*** Excerto para leitura

Diário de Coimbra, 17 de fevereiro de 1941, pg. 1
A esta epígrafe foram acrescentados os seguintes destaques:
Por esse motivo e devido à falta de energia elétrica o “Diário de Coimbra” não se pôde publicar ontem.
A cidade esteve completamente às escuras durante mais de cinco horas – Os elétricos não circularam, as linhas telegráficas e telefónicas estiveram interrompidas e os comboios paralisados.
Há centenas de árvores derrubadas, casas em ruína e destelhadas, chaminés destruídas e vidros partidos.
Coimbra esteve anteontem sob um violentíssimo temporal. Há três dias que se fazia sentir o mau tempo, com mais ou menos intensidade, chovendo, por vezes, torrencialmente e sibilando o vento, embora com pouca violência.
Anteontem, porém, a cidade foi assolada por enorme vendaval atingindo o vento, pelas 17 horas, as características de um autêntico ciclone. A população assustada, com fundamentada razão, recolheu a suas casas. O vento, desabrido, inclemente, em tufão, violentissimamente, tudo varria e derrubava, destelhando casas, deitando abaixo chaminés, caleiras, janelas, instalações telefónicas e telegráficas e antenas de rádios, partindo e arrancando muros, etc.
O Mondego avolumou as suas águas inundando as ínsuas marginais e em vários pontos baixos da cidade deram-se algumas inundações.
O acontecimento mais grave que sucedeu foi ter abatido a empena de uma casa no antigo Adro de Santa Justa (Terreiro da Erva), ao fundo da rua do Carmo.
Pelas 14 horas de anteontem alguns transeuntes viram que da referida casa estavam a cair alguns pedaços de parede, os quais eram varridos violentamente pelo vento, do que fizeram grande alarde. Em dado momento, porém, parte da empena do edifício, que deita para a rua do Carmo, ruía com fragor.

******

◆ **Tarefa a fazer**
Pode copiar, sem qualquer alteração, o trecho da notícia acima sobre o temporal em Coimbra que vai de "Diário de Coimbra, 17" a "e vidros partidos."?

*** Entradas

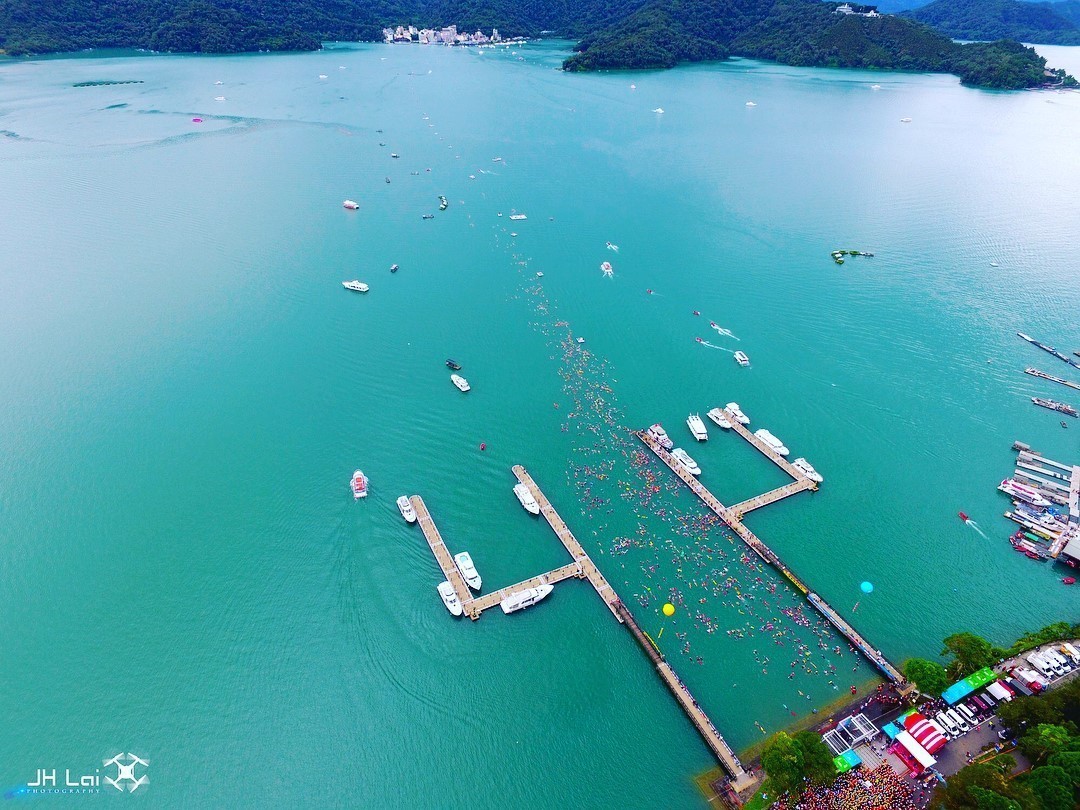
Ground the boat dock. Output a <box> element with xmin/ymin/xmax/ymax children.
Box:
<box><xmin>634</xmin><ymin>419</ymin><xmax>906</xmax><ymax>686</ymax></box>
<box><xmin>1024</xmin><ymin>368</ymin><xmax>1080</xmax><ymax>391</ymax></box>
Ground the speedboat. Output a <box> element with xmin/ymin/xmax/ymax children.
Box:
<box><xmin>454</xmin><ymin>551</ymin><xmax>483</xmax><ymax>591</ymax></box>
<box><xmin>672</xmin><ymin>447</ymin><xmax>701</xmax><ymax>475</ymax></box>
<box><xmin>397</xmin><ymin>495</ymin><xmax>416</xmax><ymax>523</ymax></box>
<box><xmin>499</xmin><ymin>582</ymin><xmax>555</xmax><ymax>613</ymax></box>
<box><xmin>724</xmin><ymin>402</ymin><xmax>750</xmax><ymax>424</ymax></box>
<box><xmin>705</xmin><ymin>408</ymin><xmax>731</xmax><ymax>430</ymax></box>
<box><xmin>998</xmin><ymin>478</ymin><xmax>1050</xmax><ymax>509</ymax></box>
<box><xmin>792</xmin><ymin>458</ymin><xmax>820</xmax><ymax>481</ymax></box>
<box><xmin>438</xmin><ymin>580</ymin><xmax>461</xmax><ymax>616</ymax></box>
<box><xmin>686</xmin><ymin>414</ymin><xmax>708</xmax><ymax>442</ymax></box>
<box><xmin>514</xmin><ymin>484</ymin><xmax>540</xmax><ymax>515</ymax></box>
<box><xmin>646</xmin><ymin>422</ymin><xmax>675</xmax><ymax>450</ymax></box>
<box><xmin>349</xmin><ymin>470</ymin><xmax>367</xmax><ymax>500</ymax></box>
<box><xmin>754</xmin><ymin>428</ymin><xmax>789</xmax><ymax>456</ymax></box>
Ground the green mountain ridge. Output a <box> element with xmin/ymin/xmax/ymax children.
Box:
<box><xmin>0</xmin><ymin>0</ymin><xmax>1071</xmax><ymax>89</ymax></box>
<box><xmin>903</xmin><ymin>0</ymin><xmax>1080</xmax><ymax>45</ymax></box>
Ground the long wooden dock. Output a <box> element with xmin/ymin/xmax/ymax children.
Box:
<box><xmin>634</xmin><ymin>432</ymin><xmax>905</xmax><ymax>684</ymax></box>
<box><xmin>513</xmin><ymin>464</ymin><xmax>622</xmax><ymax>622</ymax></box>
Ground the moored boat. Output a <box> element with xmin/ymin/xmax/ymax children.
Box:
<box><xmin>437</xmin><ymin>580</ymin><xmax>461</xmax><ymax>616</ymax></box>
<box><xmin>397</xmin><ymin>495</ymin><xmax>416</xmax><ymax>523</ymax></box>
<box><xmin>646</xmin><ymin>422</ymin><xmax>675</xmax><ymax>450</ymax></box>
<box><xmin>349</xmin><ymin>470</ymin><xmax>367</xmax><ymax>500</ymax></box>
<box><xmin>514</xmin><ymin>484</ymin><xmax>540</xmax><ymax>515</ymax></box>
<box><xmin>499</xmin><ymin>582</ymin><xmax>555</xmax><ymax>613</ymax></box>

******

◆ **Resultado da tarefa**
Diário de Coimbra, 17 de fevereiro de 1941, pg. 1
A esta epígrafe foram acrescentados os seguintes destaques:
Por esse motivo e devido à falta de energia elétrica o “Diário de Coimbra” não se pôde publicar ontem.
A cidade esteve completamente às escuras durante mais de cinco horas – Os elétricos não circularam, as linhas telegráficas e telefónicas estiveram interrompidas e os comboios paralisados.
Há centenas de árvores derrubadas, casas em ruína e destelhadas, chaminés destruídas e vidros partidos.